Study text
====

Imagine a scenario where thousands of application changes have been applied, perhaps in an agile process, but changes required within the underlying operating system have not been applied for a relatively long period. Once those infrastructure changes are applied and business applications begin to fail, how do you diagnose the problem? Both the application changes and infrastructure changes were thoroughly tested, but they were not applied together.
Consider moving toward a continuous testing model that uses self-verifying, automated test cases, and a change process where application teams confirm they've tested when a new set of packages for infrastructure have come across. Be sure to deploy both the application and infrastructure updates simultaneously.
4. Diagnostics
There was a time when good systems programmers knew the z/OS control blocks, structures, and states and could easily work their way through a system dump. These days, due to retirements and changes in the way new IT professionals are educated, such deep core z/OS technical skills are hard to find, and many operators lack an understanding of the core operating system they're managing. Manual problem diagnosis is no longer the norm; it’s a luxury.
The best practice to compensate for this shift is to use tooling that generates intelligent insights about system-crippling situations and, even better, delivers automated responses.
5. Observability
This leads to the best practice of observability. IT tools can’t derive insights or recommend automation without first being able to measure a system’s current state by examining its outputs — the definition of observability. The best practice here is to work with companies that are committed to building products that expose their data via Application Programming Interfaces (APIs) — preferably open APIs — so that operations tools can help operations staff use that data to begin shifting their focus from reactive recovery to proactive avoidance.
Delivering Resiliency
Resilience is not just about you making changes, it’s a partnership between you and your IT vendors. At Broadcom, we take this partnership seriously, and we are committed to delivering programs to help your resiliency journey. A few brief highlights follow — and as a licensee of Broadcom mainframe software, you already have access to all these programs and more.
All-Access Pass to No-Cost Education: Whether you’re new to the mainframe or building your skills, you’ll find tremendous value in our comprehensive library of training, tutorials, product guides, and documentation — all kept fresh regularly. And, if you can’t find exactly what you need, use our online communities to collaborate with your peers and industry experts.
Expert Change Planning: Work together with Broadcom SMEs to proactively review your plans in collaborative on-site workshops, tailored to your needs.
Assess Your Mainframe Environment: Customized Mainframe Resource Intelligence (MRI) engagements analyze your mainframe health and environment to give you clear actions you can take right now to save money and allocate resources most effectively.
Mitigate Risk: Reduce the risk and cost of software conversions by taking advantage of a proven methodology and resources before you implement your next software release.
There are always opportunities to improve. We are continuously reviewing our documentation, publications, and knowledge documents to ensure that you will be able to quickly find and implement best practices. And we are always looking at ideas to refine our tooling so that it’s easier for you to be aware of whether your systems are in or out of compliance with best practices, and to try and eliminate — or at least reduce — the possibility of configuration drift over time.

====

Assignment A
Reproduce the mainframe resiliency text from "The best practice to" to "to proactive avoidance." without any changes.
Assignment B
In the mainframe resiliency text, what is given as the definition of observability?

====

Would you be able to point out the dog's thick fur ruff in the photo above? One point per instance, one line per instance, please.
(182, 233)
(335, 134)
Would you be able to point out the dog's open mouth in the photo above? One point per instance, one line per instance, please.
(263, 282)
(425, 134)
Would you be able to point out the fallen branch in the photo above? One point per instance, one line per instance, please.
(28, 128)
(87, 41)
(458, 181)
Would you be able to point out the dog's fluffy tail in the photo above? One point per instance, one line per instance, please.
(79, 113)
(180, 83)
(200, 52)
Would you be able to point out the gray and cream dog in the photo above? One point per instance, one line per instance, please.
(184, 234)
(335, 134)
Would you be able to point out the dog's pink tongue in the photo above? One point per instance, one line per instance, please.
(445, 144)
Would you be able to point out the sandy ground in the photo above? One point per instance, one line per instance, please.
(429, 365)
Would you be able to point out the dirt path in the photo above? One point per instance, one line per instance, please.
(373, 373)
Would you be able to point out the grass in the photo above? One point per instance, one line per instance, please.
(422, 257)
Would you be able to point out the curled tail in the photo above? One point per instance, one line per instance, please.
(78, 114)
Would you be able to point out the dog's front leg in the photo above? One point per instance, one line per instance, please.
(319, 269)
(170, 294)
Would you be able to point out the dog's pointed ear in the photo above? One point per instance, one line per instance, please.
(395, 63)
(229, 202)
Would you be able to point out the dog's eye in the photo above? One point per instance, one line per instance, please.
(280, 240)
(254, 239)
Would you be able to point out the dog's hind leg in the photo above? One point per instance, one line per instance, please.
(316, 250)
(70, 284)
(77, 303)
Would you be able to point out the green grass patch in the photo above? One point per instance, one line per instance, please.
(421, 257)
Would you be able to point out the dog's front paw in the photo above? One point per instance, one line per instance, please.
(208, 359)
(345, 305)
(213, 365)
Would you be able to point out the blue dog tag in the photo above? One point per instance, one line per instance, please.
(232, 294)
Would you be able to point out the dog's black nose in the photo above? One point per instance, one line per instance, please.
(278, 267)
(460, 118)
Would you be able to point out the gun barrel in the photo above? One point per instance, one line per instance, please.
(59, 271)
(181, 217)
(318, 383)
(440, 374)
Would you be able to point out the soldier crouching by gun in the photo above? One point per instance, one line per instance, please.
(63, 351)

====

Task output A
The best practice to compensate for this shift is to use tooling that generates intelligent insights about system-crippling situations and, even better, delivers automated responses.
5. Observability
This leads to the best practice of observability. IT tools can’t derive insights or recommend automation without first being able to measure a system’s current state by examining its outputs — the definition of observability. The best practice here is to work with companies that are committed to building products that expose their data via Application Programming Interfaces (APIs) — preferably open APIs — so that operations tools can help operations staff use that data to begin shifting their focus from reactive recovery to proactive avoidance.

Task output B
Being able to measure a system's current state by examining its outputs.